■ To do: Collect every line of the records below that contains the string "clicks", treating uppercase and lowercase as distinct.

Top of Entries provided

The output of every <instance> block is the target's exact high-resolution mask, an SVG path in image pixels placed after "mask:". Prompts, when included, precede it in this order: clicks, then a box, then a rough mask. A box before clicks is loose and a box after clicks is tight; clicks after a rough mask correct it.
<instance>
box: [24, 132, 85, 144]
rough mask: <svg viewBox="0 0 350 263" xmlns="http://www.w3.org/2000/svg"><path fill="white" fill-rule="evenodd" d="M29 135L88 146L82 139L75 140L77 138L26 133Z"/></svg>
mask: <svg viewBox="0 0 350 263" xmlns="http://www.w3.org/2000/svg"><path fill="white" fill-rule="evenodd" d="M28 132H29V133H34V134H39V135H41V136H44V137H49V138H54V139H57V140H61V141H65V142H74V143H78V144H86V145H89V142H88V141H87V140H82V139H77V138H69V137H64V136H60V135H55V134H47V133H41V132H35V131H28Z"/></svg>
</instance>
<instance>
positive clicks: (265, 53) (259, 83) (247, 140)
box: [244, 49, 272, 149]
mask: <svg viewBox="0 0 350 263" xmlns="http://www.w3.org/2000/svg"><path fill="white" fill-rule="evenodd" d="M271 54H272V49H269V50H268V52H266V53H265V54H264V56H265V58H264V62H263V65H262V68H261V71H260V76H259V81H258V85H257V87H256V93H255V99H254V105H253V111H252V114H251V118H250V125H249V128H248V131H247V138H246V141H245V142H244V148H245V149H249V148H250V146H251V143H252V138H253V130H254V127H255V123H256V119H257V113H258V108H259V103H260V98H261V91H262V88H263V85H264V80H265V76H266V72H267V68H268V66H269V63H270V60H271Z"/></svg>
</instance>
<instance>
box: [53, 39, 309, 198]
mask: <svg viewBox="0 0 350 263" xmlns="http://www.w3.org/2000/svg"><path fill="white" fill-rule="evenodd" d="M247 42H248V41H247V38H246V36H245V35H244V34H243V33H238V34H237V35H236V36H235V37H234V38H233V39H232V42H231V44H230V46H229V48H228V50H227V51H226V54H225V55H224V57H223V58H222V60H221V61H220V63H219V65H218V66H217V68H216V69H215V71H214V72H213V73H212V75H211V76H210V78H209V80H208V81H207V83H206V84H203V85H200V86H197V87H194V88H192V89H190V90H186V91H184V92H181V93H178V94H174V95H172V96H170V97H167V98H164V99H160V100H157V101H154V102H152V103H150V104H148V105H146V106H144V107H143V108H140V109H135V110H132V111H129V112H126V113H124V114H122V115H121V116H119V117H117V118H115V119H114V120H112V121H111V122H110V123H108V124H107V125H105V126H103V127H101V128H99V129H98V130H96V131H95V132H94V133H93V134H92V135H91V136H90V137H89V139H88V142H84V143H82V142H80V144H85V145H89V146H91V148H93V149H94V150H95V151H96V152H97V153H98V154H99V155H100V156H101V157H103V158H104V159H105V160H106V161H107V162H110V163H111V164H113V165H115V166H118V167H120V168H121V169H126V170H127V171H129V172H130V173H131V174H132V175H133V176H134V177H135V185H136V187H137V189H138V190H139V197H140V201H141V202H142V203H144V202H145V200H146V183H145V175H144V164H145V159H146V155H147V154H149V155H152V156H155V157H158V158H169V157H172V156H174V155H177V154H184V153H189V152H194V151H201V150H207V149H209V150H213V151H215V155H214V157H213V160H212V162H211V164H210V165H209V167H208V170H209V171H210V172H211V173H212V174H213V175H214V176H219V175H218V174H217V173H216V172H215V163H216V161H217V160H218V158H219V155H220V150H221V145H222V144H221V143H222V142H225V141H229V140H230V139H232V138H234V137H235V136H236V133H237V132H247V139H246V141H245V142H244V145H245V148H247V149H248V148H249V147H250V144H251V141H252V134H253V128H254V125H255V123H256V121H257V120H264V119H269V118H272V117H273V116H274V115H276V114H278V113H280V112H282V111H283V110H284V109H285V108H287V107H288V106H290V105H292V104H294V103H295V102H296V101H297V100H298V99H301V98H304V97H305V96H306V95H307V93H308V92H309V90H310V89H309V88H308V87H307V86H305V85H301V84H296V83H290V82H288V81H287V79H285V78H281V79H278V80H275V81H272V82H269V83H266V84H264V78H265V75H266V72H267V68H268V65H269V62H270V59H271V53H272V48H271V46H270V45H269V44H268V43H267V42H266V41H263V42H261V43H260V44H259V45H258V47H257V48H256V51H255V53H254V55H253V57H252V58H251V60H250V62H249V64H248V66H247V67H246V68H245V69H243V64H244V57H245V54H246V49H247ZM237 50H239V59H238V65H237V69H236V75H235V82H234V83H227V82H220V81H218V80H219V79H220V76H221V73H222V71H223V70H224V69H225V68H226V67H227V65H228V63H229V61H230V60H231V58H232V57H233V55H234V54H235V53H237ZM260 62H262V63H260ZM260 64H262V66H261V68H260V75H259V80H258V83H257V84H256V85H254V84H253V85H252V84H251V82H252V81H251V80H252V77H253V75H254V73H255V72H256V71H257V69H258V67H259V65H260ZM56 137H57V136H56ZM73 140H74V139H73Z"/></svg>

Bottom of Entries provided

■ Reply to the task:
The output of every <instance> block is the target's exact high-resolution mask, an SVG path in image pixels placed after "mask:". Prompts, when included, precede it in this order: clicks, then a box, then a rough mask. A box before clicks is loose and a box after clicks is tight; clicks after a rough mask correct it.
positive clicks: (265, 53) (259, 83) (247, 140)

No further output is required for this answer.